Challenge: Present the lines from the one containing "query (the noun phrase to segment): fence" through the last line, inclusive, as a Markdown table with the columns n and Line. Number each row, and leave out blank lines.

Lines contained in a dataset
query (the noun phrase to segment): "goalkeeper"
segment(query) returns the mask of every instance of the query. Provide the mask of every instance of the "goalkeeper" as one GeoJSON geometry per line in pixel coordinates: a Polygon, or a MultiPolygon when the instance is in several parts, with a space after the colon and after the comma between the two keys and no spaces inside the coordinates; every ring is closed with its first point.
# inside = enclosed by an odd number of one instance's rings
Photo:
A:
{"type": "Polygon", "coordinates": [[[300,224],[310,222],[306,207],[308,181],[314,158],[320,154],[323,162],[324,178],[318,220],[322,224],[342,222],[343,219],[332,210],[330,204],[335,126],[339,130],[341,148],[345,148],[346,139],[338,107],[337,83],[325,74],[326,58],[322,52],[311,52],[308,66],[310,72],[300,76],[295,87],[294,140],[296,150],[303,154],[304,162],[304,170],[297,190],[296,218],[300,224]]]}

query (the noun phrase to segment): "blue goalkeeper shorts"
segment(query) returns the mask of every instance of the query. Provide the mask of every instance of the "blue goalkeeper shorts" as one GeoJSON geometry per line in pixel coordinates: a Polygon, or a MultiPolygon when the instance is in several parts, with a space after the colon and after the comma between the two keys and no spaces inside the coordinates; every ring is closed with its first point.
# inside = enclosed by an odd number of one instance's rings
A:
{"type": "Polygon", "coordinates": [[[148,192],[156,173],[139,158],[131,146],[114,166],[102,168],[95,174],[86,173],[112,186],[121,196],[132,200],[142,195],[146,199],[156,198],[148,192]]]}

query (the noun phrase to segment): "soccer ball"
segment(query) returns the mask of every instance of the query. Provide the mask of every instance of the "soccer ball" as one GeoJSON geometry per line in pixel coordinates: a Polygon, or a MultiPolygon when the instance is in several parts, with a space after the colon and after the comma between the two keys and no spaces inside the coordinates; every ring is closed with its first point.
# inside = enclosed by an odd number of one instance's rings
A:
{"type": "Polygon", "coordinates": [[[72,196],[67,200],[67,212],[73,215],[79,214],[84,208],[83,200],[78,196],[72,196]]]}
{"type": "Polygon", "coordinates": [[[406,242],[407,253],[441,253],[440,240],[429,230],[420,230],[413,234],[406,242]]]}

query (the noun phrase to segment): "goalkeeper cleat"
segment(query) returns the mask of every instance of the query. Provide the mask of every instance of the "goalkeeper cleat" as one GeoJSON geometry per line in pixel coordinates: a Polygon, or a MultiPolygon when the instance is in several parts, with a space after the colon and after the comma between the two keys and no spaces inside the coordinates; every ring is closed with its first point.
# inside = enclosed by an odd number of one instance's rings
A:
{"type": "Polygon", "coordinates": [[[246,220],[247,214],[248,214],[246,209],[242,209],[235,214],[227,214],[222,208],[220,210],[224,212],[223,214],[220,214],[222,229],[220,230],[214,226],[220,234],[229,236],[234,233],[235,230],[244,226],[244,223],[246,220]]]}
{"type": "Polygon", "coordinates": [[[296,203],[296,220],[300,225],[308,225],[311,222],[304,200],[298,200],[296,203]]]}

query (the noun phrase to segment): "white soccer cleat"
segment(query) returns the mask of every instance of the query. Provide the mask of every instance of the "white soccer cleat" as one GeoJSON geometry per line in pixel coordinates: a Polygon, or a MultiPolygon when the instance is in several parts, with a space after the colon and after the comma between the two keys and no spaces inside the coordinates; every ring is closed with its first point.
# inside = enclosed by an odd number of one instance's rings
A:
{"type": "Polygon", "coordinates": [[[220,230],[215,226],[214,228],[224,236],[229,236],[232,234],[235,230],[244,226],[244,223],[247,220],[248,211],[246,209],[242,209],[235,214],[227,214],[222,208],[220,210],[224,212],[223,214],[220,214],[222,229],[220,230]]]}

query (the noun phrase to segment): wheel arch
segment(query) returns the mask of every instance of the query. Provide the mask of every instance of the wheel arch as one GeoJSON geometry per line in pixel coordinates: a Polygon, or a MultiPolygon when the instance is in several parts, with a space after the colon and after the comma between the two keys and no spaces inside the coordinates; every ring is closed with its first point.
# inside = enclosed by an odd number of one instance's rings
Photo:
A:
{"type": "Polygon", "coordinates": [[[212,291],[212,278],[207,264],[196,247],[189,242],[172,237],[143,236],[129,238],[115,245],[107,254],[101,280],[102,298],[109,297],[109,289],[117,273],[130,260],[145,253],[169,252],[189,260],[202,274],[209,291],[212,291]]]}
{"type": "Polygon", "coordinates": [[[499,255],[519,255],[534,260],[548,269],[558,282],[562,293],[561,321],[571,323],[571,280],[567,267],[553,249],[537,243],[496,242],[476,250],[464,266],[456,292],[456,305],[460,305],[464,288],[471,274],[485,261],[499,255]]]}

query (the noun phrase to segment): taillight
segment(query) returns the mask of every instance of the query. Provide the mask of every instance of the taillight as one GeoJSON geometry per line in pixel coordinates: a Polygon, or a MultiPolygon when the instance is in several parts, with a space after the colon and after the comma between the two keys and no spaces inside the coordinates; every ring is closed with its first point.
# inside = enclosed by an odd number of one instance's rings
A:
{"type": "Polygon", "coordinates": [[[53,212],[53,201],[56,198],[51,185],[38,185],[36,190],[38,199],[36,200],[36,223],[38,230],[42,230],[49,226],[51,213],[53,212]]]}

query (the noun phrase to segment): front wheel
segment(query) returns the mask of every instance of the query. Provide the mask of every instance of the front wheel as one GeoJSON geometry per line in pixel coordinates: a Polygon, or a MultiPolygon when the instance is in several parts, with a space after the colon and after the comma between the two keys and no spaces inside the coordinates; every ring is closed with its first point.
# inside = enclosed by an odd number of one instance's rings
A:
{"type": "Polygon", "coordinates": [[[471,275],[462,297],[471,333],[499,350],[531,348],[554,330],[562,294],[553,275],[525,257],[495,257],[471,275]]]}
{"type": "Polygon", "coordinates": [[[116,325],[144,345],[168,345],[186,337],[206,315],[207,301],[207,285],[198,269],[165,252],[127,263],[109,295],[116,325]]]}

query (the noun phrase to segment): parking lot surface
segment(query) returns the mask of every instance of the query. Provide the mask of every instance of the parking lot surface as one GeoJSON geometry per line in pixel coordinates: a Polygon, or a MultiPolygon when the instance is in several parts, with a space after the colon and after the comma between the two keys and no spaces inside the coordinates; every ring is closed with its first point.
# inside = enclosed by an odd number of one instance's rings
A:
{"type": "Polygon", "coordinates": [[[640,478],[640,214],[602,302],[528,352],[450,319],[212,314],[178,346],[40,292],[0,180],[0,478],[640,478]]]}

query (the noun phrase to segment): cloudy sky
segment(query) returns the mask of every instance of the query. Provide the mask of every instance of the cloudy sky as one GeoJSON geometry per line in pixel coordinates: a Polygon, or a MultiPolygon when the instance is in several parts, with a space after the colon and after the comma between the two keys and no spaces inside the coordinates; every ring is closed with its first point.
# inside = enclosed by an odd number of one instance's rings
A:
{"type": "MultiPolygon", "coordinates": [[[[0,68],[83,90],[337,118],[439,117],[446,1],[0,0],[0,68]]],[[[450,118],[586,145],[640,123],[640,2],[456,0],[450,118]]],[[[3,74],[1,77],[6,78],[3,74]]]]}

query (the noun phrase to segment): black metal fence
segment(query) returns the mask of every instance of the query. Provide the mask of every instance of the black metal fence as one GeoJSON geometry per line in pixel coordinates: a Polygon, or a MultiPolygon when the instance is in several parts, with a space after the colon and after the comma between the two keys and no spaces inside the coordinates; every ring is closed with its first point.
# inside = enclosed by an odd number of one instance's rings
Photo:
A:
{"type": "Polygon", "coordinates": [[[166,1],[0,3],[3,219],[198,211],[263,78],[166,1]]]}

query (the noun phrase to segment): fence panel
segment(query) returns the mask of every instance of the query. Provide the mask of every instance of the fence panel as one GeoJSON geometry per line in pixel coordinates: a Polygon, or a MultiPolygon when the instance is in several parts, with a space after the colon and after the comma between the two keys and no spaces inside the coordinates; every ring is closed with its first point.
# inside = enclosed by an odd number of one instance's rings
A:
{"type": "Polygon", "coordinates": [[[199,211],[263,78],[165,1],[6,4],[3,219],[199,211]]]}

Reply to the exercise:
| n | Line |
|---|---|
| 1 | query (the noun phrase to segment): fence panel |
| 2 | segment(query) returns the mask of every instance of the query. Provide the mask of every instance of the fence panel as one GeoJSON geometry per line in pixel coordinates: a Polygon, or a MultiPolygon when the instance is in several parts, with a space after the colon and after the comma between the two keys and no spaces inside the coordinates; every ring is closed with its first point. |
| 3 | # inside = enclosed by an odd number of one instance's rings |
| 4 | A: |
| 5 | {"type": "Polygon", "coordinates": [[[199,211],[263,78],[165,1],[6,4],[3,219],[199,211]]]} |